= Problem =
Present every line of the listing below as a Markdown table with the columns Number and Record line, one row per line, with blank lines left out.

Data records:
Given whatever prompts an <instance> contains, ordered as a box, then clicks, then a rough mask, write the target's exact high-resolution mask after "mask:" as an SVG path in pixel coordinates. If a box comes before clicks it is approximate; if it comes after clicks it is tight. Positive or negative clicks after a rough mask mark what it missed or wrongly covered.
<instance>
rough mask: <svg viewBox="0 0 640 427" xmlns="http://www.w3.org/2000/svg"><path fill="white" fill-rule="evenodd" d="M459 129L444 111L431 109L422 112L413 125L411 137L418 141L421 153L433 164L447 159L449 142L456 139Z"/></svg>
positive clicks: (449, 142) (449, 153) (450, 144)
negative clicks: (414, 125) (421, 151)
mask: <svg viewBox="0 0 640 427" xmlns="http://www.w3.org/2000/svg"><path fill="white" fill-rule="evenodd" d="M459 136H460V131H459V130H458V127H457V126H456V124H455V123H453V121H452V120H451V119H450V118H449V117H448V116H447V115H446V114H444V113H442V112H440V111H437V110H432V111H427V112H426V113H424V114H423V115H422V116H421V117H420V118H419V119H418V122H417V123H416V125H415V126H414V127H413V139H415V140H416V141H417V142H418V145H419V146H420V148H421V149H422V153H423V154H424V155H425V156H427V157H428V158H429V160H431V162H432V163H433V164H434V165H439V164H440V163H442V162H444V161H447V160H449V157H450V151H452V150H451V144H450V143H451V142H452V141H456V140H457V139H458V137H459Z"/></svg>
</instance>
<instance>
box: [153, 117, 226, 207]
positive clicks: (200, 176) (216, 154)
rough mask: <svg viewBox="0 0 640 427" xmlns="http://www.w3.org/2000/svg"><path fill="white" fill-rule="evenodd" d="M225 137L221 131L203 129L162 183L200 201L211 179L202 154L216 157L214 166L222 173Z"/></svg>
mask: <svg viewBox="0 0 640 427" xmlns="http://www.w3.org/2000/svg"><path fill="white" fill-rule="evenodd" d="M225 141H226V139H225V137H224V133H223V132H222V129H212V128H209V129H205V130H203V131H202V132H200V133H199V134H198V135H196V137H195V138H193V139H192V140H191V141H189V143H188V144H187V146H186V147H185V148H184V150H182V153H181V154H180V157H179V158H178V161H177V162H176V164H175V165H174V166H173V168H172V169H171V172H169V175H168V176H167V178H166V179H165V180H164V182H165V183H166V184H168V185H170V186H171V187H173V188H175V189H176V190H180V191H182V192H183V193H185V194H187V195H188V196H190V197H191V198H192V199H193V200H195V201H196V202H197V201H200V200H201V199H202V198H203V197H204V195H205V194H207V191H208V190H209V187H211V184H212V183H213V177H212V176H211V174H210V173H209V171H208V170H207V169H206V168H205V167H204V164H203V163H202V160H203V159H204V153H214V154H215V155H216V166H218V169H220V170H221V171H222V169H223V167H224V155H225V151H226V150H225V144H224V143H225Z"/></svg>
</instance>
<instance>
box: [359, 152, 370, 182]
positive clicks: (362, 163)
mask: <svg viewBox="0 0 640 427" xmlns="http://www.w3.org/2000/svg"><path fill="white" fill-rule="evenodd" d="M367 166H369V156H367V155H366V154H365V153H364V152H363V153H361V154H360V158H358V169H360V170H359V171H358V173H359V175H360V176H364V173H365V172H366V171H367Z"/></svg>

= Your response =
| Number | Record line |
|---|---|
| 1 | Given whatever prompts an <instance> contains, ordered as a box, then clicks, then a rough mask, write the target's exact high-resolution mask after "mask:" as an SVG path in pixel coordinates. If a box comes before clicks it is approximate; if it comes after clicks it is tight. Positive or negative clicks after a rough mask mark what it missed or wrongly covered. |
| 2 | <instance> |
| 3 | rough mask: <svg viewBox="0 0 640 427" xmlns="http://www.w3.org/2000/svg"><path fill="white" fill-rule="evenodd" d="M459 129L444 111L431 109L422 112L413 125L411 137L418 141L421 153L433 164L447 159L449 142L456 139Z"/></svg> |
| 4 | positive clicks: (449, 142) (449, 153) (450, 144) |
| 5 | negative clicks: (414, 125) (421, 151) |
| 6 | mask: <svg viewBox="0 0 640 427" xmlns="http://www.w3.org/2000/svg"><path fill="white" fill-rule="evenodd" d="M459 136H460V131H459V130H458V127H457V126H456V124H455V123H453V121H452V120H451V119H450V118H449V117H448V116H447V115H446V114H444V113H442V112H440V111H437V110H432V111H427V112H426V113H424V114H423V115H422V116H421V117H420V118H419V119H418V122H417V123H416V125H415V126H414V127H413V139H415V140H416V141H417V142H418V145H419V146H420V148H421V149H422V153H423V154H424V155H425V156H427V157H428V158H429V160H431V162H432V163H433V164H434V165H439V164H440V163H442V162H444V161H447V160H449V157H450V151H452V150H451V144H450V143H451V142H452V141H456V140H457V139H458V137H459Z"/></svg> |
| 7 | </instance> |
| 8 | <instance> |
| 9 | box: [153, 117, 226, 207] |
| 10 | positive clicks: (200, 176) (216, 154) |
| 11 | rough mask: <svg viewBox="0 0 640 427" xmlns="http://www.w3.org/2000/svg"><path fill="white" fill-rule="evenodd" d="M225 137L221 131L203 129L162 183L200 201L211 179L202 154L216 157L214 166L222 173Z"/></svg> |
| 12 | mask: <svg viewBox="0 0 640 427" xmlns="http://www.w3.org/2000/svg"><path fill="white" fill-rule="evenodd" d="M225 141H226V139H225V137H224V133H223V132H222V129H212V128H209V129H205V130H203V131H202V132H200V133H199V134H198V135H196V137H195V138H193V139H192V140H191V141H189V143H188V144H187V146H186V147H185V148H184V150H182V153H181V154H180V157H179V158H178V161H177V162H176V164H175V165H174V166H173V168H172V169H171V172H169V175H168V176H167V178H166V179H165V180H164V182H165V183H166V184H168V185H170V186H171V187H173V188H175V189H176V190H180V191H182V192H183V193H185V194H187V195H188V196H190V197H191V198H192V199H193V200H195V201H196V202H197V201H200V200H201V199H202V198H203V197H204V195H205V194H207V191H208V190H209V187H211V184H212V183H213V177H212V176H211V174H210V173H209V171H208V170H207V169H206V168H205V167H204V164H203V163H202V160H203V159H204V153H214V154H215V155H216V166H218V169H220V170H221V171H222V169H223V167H224V155H225V151H226V150H225V144H224V143H225Z"/></svg> |
| 13 | </instance> |
| 14 | <instance> |
| 15 | box: [359, 152, 370, 182] |
| 16 | positive clicks: (362, 163) |
| 17 | mask: <svg viewBox="0 0 640 427" xmlns="http://www.w3.org/2000/svg"><path fill="white" fill-rule="evenodd" d="M367 166H369V156H367V155H366V154H365V153H364V152H363V153H361V154H360V158H358V169H360V170H359V171H358V173H359V175H360V176H364V173H365V172H366V171H367Z"/></svg> |